Görev talimatı: Haberin "Denizli’nin üzüm bağlarıyla" sözleriyle başlayıp "istihdam yarattığını söyledi." sözlerine kadar süren kısmını yeniden yaz. Bunu yaparken "üzüm bağlarıyla" ifadesini "zeytin bahçeleriyle" olarak değiştir.

Haber metni:

|---|

Güney Biyogaz Enerji’den “atık değil gübre üretiyoruz” savunması – D20Haber
24.04.2024, Çarşamba
18 °C / 34 °C Denizli Hava Durumu
  1. ANA SAYFA
  2. /
  3. GÜNDEM
  4. /
  5. Güney Biyogaz Enerji’den “atık değil gübre...

Güney Biyogaz Enerji’den “atık değil gübre üretiyoruz” savunması

A- A+
D20HABER
Yayınlanma: 17 Ağustos 2022 Çarşamba - 09:45Güncelleme: 17 Ağustos 2022 Çarşamba - 09:50
Güney Biyogaz Enerji’den “atık değil gübre üretiyoruz” savunması

Denizli’nin üzüm bağlarıyla ünlü ilçesi Güney’de yaşanan koku ve yoğun sineğin kaynağı olduğu öne Güney Biyogaz Enerji Üretim AŞ gündemdeki yerini korurken, şirketin genel müdürü Deniz Arslan, iddiaları reddederek, 7,5 milyon dolarlık yatırımla kurulan tesisin atık değil gübre ürettiğini, aynı zamanda bölgede istihdam yarattığını söyledi.

|---|

Gösterilen bilgiler:
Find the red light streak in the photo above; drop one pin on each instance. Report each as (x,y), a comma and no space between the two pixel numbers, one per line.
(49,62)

|---|

Beklenen cevap:
Denizli’nin zeytin bahçeleriyle ünlü ilçesi Güney’de yaşanan koku ve yoğun sineğin kaynağı olduğu öne Güney Biyogaz Enerji Üretim AŞ gündemdeki yerini korurken, şirketin genel müdürü Deniz Arslan, iddiaları reddederek, 7,5 milyon dolarlık yatırımla kurulan tesisin atık değil gübre ürettiğini, aynı zamanda bölgede istihdam yarattığını söyledi.